Can you update the data below so that every "Detect" becomes "Locate", with nothing else changed?
BEGIN Data provided
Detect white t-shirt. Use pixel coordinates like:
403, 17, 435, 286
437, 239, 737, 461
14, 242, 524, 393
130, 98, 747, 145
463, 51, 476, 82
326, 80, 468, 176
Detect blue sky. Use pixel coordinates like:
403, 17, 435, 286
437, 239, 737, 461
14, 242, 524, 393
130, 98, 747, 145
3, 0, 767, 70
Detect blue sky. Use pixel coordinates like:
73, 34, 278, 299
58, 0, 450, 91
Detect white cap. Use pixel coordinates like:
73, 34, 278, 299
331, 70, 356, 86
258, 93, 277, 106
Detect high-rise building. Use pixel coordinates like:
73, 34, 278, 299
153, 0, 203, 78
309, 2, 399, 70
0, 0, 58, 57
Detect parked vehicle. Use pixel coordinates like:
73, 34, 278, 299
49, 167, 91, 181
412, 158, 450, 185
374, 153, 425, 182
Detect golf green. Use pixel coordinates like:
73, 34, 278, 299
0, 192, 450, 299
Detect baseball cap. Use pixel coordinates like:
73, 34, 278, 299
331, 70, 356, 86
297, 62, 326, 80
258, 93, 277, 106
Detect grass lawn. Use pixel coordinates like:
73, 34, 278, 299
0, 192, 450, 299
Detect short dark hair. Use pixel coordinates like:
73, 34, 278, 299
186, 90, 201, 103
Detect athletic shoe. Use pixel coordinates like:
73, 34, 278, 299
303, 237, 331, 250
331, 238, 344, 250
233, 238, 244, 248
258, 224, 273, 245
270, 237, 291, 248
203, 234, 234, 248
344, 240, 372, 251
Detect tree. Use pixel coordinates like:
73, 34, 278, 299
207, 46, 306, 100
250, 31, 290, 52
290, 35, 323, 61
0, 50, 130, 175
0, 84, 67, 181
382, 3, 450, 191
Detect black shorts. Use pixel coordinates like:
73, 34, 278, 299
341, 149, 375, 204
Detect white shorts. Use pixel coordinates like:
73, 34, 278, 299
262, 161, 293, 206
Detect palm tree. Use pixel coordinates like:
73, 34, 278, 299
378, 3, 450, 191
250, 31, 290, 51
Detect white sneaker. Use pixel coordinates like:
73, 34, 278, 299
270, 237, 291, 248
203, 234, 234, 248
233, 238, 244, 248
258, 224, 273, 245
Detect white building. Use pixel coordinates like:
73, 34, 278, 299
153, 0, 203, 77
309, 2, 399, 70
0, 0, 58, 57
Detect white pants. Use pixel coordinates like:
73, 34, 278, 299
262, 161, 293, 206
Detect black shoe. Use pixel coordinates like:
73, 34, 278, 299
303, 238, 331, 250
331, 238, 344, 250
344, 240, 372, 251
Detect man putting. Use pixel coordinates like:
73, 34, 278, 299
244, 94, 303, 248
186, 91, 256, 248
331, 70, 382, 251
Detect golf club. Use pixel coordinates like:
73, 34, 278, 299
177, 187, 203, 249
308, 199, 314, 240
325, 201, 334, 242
END Data provided
Solution to this problem:
Locate white t-shirt. Use pixel coordinates like:
403, 17, 435, 286
437, 239, 737, 461
14, 242, 524, 393
130, 98, 747, 145
463, 51, 476, 82
326, 80, 468, 176
Locate blue sky. Use pixel coordinates like:
403, 17, 435, 286
437, 239, 737, 461
14, 242, 524, 393
130, 98, 747, 145
3, 0, 767, 70
Locate blue sky. Use pixel coordinates like:
73, 34, 278, 299
58, 0, 450, 91
Locate white cap. Use pixel coordinates like:
73, 34, 278, 299
331, 70, 356, 86
258, 93, 277, 106
Locate high-rise building. Use pixel coordinates like:
73, 34, 278, 299
153, 0, 203, 78
309, 2, 399, 70
0, 0, 58, 57
Locate parked vehicle. Use pixel coordinates like:
73, 34, 278, 299
49, 167, 91, 181
412, 158, 450, 185
374, 153, 425, 182
Locate golf green. Use pixel coordinates like:
73, 34, 278, 299
0, 192, 450, 299
Locate baseball cap. Use pixel coordinates like:
73, 34, 278, 299
331, 70, 356, 86
297, 62, 326, 80
258, 93, 277, 106
Locate grass lawn. Use pixel coordinates like:
73, 34, 278, 299
0, 192, 450, 299
Locate short dark hair. Use pixel coordinates like:
73, 34, 278, 299
186, 90, 201, 103
Locate athletic shoe. Use pixel coordinates like:
73, 34, 278, 299
303, 237, 331, 250
331, 238, 344, 250
233, 238, 244, 248
258, 224, 273, 245
270, 237, 291, 248
203, 234, 234, 248
344, 240, 372, 251
Locate tree. Use pixel coordinates like:
73, 34, 278, 299
207, 46, 306, 100
250, 31, 290, 52
290, 35, 323, 61
0, 50, 130, 175
0, 84, 67, 181
382, 3, 450, 191
Locate black shorts. Use pixel coordinates like:
73, 34, 278, 299
341, 149, 375, 204
Locate white shorts. Use pixel coordinates like:
73, 34, 278, 299
262, 161, 293, 206
Locate palm tree. Use pixel coordinates like:
73, 34, 278, 299
378, 3, 450, 191
250, 31, 290, 51
Locate white sneaker. Use pixel coordinates like:
73, 34, 278, 299
270, 237, 291, 248
203, 234, 234, 248
233, 238, 244, 248
258, 224, 273, 245
Locate white building. Use pixel coordinates like:
73, 34, 278, 299
153, 0, 203, 77
309, 2, 399, 70
0, 0, 58, 57
Locate white pants. Use pixel coordinates like:
73, 34, 278, 299
262, 161, 293, 206
Locate black shoe. Use pixel coordinates like:
73, 34, 278, 299
303, 238, 331, 250
331, 238, 344, 250
344, 240, 372, 251
Locate man putting. Use pixel coordinates like:
73, 34, 278, 299
244, 94, 303, 248
186, 91, 256, 248
331, 70, 382, 251
Locate golf club. Use pixel coordinates like:
73, 34, 278, 299
177, 187, 203, 249
308, 199, 314, 240
325, 201, 334, 242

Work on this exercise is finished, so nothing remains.